下面这篇讲RK3399 I2C驱动框架的文章停在了中途，请从它最后一行之后接着写下去。

» **文档片段**:
□ □ □ □

基于RK3399的Linux驱动开发 -- I2C驱动框架
文章目录
- 一、概述
- 二、core
- 1、core接口
- `i2c_init`
- `i2c_device_match`
- `i2c_device_probe`
- 2、对接adapter的接口
- `i2c_adapter`
- `i2c_client`
- `i2c_add_adapter`
- `__i2c_add_numbered_adapter`
- `i2c_register_adapter`
- `of_i2c_register_devices`
- `of_i2c_register_device`
- `i2c_new_device`
- 3、对接client的接口
- `i2c_driver`
- `i2c_register_driver`
- 三、adapter
- `rk3x_i2c_soc_data`
- `rk3x_i2c`
- adapter驱动骨架
- `rk3x_i2c_probe`
- 四、client
- client驱动骨架
- `module_i2c_driver`
- 五、时序图
- 1、i2c总线注册
- 2、adapter注册
- 3、client驱动注册
- 4、i2c_client和i2c_driver匹配
一、概述
本文讲述如何从源代码分析i2c驱动架构,i2c的主体包含i2c总线、adapter设备和client设备。总线由i2c-core.c实现;adapter是具体的芯片i2c控制器,rk3399的adapter驱动由i2c-rk3x.c实现;client则是具体的i2c设备,如使用i2c通信的电源管理芯片rk808的驱动为rk808.c。
二、core
core主要实现一些与具体soc平台和具体i2c设备无关的接口,如adapter的注册、i2c设备注册、i2c总线初始化、和i2c设备读写功能等。读写通过底层回调接口实现。
1、core接口
i2c_init
这个接口主要向系统初始化i2c总线,设置总线操作的一些回调
struct bus_type i2c_bus_type = {
.name = "i2c",
.match = i2c_device_match,
.probe = i2c_device_probe,
.remove = i2c_device_remove,
.shutdown = i2c_device_shutdown,
};
EXPORT_SYMBOL_GPL(i2c_bus_type);
static int __init i2c_init(void)

□ □ □ □

» **位置标注记录**:
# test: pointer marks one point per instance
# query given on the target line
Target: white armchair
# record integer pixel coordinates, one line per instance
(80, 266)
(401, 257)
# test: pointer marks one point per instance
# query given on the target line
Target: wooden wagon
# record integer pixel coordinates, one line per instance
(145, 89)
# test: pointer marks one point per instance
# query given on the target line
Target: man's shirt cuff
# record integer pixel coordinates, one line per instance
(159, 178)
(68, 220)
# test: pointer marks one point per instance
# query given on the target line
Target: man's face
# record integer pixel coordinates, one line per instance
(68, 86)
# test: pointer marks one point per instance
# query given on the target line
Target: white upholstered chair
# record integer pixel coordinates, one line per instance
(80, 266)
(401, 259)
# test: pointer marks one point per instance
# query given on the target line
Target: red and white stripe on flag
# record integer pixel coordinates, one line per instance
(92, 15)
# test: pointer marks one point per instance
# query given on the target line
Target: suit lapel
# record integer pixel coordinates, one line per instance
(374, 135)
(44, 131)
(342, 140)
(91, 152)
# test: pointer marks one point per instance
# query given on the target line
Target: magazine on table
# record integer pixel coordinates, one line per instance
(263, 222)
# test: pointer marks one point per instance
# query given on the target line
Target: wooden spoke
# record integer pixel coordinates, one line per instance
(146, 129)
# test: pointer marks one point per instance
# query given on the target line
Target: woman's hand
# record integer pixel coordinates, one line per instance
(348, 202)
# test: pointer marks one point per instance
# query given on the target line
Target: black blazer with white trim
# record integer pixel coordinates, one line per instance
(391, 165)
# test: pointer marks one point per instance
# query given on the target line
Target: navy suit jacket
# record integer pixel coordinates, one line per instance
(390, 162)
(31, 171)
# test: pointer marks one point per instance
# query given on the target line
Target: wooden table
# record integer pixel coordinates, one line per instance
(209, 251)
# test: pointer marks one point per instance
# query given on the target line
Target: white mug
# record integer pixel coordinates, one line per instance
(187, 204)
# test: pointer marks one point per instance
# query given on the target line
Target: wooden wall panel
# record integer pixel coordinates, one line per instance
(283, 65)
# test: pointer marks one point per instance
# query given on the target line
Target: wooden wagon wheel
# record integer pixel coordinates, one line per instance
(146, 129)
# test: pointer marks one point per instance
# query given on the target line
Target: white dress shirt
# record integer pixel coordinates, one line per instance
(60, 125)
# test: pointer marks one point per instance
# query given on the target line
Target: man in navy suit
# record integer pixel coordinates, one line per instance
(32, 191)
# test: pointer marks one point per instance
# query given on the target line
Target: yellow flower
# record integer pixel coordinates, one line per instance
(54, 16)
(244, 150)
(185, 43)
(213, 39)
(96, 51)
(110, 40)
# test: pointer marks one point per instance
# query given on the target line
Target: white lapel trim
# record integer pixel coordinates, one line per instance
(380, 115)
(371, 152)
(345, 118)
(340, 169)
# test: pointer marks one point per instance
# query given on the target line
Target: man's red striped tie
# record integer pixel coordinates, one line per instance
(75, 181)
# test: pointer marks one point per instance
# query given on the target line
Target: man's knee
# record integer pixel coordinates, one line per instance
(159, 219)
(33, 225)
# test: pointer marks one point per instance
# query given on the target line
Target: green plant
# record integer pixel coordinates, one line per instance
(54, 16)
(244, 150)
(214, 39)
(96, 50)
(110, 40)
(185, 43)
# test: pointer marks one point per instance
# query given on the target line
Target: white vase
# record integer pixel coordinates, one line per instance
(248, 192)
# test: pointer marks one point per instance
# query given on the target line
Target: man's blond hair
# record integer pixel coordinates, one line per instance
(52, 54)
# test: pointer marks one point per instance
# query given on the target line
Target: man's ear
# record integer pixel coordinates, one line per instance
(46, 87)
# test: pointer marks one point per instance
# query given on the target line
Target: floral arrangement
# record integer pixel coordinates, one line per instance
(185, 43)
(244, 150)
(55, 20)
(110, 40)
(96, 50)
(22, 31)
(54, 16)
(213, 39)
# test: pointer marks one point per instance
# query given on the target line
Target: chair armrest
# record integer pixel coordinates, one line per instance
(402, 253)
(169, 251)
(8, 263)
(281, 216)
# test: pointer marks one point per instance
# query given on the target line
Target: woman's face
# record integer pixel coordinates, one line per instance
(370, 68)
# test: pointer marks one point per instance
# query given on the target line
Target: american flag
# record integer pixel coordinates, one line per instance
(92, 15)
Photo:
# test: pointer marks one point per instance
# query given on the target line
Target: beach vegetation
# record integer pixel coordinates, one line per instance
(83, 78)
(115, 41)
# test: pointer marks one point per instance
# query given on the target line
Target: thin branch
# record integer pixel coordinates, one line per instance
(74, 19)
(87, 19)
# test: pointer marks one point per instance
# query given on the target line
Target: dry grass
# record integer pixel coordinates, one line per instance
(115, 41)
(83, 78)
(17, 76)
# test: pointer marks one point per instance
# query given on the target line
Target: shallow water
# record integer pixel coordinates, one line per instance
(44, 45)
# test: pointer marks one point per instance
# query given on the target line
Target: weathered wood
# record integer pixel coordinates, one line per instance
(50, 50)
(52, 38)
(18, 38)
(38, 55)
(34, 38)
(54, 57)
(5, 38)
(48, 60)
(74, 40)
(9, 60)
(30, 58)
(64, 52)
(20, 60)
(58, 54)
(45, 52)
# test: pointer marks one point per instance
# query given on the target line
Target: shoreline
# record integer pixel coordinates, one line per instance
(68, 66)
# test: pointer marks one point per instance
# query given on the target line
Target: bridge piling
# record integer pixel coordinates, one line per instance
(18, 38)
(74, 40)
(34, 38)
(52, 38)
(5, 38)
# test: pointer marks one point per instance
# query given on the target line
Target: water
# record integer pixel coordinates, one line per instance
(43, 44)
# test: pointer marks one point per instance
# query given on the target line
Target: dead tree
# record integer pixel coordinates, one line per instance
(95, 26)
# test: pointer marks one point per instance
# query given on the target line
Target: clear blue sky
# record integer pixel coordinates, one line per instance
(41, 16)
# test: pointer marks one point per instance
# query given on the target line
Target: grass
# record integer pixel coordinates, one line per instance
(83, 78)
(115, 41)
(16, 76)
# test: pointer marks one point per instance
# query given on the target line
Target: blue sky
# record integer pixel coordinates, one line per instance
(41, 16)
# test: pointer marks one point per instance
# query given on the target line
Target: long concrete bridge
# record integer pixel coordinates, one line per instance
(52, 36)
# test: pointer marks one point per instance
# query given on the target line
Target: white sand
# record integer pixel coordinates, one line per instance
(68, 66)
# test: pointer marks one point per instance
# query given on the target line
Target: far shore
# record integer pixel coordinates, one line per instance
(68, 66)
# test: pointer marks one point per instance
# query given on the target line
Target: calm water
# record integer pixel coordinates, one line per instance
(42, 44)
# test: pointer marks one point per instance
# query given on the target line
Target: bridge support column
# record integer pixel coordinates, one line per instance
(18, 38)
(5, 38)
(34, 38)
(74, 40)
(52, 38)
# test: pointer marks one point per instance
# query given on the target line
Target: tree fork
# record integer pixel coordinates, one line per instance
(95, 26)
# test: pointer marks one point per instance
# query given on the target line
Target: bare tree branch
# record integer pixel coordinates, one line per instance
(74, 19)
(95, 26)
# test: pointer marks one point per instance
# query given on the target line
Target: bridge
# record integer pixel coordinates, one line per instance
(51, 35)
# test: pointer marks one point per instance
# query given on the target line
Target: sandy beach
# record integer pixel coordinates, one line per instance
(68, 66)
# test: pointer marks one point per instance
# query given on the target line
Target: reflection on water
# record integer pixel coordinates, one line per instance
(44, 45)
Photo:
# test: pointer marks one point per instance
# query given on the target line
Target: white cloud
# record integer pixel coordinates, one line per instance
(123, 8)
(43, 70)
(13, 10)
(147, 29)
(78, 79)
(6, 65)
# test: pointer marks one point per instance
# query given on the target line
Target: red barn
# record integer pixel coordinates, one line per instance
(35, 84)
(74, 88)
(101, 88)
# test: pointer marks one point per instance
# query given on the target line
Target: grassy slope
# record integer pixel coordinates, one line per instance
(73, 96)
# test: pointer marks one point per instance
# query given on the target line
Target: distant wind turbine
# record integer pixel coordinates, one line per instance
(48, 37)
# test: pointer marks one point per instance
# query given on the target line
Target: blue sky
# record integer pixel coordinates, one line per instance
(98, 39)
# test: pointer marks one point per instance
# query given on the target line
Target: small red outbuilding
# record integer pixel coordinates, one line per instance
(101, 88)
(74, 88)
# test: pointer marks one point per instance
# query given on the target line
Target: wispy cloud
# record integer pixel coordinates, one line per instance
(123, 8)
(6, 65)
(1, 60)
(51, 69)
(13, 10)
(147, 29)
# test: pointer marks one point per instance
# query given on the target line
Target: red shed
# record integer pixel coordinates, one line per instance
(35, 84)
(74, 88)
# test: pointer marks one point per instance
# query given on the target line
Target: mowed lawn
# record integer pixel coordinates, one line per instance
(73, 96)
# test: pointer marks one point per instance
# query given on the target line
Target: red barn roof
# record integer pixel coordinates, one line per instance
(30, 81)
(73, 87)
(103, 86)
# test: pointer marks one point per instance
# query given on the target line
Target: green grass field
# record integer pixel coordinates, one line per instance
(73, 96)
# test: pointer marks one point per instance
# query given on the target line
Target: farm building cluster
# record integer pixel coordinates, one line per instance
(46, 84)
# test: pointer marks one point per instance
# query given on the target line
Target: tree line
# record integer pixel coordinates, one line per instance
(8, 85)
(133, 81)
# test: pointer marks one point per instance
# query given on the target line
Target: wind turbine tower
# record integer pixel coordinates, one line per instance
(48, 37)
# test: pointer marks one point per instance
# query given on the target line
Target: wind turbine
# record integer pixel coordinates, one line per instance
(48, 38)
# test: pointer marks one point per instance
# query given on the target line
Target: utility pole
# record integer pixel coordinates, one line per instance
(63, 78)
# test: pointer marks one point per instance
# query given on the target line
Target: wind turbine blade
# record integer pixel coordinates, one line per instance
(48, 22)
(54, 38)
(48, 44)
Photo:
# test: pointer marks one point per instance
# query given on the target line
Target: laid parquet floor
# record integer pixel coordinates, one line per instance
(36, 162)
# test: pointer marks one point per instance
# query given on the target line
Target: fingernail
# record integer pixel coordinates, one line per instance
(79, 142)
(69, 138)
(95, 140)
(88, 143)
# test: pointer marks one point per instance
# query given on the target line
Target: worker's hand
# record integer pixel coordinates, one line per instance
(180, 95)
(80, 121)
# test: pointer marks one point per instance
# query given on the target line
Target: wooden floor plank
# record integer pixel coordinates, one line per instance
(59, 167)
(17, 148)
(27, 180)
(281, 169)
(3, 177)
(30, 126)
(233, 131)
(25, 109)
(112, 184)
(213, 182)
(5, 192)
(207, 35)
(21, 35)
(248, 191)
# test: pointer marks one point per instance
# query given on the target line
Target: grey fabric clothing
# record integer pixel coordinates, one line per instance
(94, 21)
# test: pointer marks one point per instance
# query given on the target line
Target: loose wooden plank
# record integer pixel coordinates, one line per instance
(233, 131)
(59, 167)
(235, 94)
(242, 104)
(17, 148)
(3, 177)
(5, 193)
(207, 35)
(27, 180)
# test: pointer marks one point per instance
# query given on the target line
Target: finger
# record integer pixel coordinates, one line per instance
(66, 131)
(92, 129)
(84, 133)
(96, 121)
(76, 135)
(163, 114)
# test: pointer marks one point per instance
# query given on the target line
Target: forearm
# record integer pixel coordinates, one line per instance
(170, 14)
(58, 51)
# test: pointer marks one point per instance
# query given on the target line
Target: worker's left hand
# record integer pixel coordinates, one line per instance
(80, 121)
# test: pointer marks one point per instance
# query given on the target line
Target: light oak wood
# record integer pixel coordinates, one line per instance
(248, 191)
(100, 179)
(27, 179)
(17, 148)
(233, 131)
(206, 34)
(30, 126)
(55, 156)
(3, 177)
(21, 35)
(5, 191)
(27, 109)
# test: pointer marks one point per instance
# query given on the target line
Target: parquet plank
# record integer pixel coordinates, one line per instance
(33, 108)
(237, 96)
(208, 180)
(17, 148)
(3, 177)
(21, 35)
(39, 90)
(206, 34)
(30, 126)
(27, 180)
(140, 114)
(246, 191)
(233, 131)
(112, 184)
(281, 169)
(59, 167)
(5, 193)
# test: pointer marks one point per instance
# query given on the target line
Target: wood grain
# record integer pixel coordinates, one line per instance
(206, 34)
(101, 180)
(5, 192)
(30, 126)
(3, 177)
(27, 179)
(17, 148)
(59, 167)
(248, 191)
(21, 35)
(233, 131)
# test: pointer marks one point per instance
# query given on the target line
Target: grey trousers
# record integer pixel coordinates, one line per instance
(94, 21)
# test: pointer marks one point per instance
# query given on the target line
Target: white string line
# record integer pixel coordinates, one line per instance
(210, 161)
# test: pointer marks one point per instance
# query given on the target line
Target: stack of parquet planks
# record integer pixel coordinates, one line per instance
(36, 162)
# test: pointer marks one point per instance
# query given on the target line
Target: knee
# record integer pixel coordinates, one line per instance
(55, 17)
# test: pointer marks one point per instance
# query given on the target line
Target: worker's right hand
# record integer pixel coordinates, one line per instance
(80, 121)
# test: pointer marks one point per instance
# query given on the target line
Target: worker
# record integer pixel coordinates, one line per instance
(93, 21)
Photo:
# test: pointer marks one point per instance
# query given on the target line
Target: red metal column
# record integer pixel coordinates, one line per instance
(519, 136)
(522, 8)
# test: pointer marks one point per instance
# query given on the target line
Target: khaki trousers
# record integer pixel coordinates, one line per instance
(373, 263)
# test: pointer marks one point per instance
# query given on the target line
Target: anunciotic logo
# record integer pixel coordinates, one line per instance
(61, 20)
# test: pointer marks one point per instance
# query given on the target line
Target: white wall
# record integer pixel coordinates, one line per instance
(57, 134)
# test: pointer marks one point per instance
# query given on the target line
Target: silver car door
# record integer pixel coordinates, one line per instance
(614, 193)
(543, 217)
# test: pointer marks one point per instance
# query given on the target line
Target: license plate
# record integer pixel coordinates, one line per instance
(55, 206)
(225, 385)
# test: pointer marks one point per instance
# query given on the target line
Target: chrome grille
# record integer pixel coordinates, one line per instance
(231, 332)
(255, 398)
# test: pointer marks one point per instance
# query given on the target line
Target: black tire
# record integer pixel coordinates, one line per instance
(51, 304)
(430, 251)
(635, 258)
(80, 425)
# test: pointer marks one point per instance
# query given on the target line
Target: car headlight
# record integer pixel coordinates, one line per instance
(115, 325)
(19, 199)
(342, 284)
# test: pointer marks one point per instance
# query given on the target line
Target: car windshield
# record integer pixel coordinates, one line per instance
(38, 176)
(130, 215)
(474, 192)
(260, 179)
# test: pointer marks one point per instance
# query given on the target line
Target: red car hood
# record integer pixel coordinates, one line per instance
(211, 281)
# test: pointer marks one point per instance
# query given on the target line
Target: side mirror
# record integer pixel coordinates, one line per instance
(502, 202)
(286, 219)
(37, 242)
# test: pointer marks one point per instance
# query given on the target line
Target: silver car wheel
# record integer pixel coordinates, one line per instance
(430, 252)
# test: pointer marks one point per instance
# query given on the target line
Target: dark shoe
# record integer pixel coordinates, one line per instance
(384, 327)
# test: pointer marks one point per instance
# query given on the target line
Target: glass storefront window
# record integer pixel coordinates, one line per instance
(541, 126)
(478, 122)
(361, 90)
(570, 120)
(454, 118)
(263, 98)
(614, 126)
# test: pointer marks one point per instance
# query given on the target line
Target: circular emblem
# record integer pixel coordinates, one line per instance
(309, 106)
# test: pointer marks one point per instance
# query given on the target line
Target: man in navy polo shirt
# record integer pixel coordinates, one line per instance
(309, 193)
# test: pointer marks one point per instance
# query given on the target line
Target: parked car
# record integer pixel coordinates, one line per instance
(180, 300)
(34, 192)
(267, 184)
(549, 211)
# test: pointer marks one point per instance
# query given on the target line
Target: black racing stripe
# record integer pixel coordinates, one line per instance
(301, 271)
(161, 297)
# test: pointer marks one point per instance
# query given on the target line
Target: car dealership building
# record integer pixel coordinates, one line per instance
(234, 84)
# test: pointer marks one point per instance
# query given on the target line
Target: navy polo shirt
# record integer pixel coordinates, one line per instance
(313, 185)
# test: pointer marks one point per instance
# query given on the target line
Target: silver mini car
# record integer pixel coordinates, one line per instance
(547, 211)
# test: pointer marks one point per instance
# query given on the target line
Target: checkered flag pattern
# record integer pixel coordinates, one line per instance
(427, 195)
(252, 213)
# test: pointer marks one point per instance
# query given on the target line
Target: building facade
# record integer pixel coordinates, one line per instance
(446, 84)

□ □ □ □

» **书面回答**:
{
int retval;
/* 注册i2c总线 */
retval = bus_register(&i2c_bus_type);
}
i2c_device_match
这个回调主要用于匹配i2c总线上的设备和驱动
static int i2c_device_match(struct device *dev, struct device_driver *drv)
{
/* 获取对应的i2c_client */
struct i2c_client *client = i2c_verify_client(dev);
struct i2c_driver *driver;
/* 使用of_match_table尽心匹配, */
if (of_driver_match_device(dev, drv))
return 1;
/* 获取i2c驱动实例 */
driver = to_i2c_driver(drv);
/* 使用dts具体i2c设备节点的compatible属性后半部和i2c_driver的id_table对应字段做对比,一样就返回真。
如rk808的compatible为"rockchip,rk808",而rk808驱动的id_table包含"rk808" */
if (driver->id_table)
return i2c_match_id(driver->id_table, client) != NULL;
}
i2c_device_probe
这个回调主要在驱动和设备匹配成功后,调用驱动的probe回调执行一些初始化操作
static int i2c_device_probe(struct device *dev)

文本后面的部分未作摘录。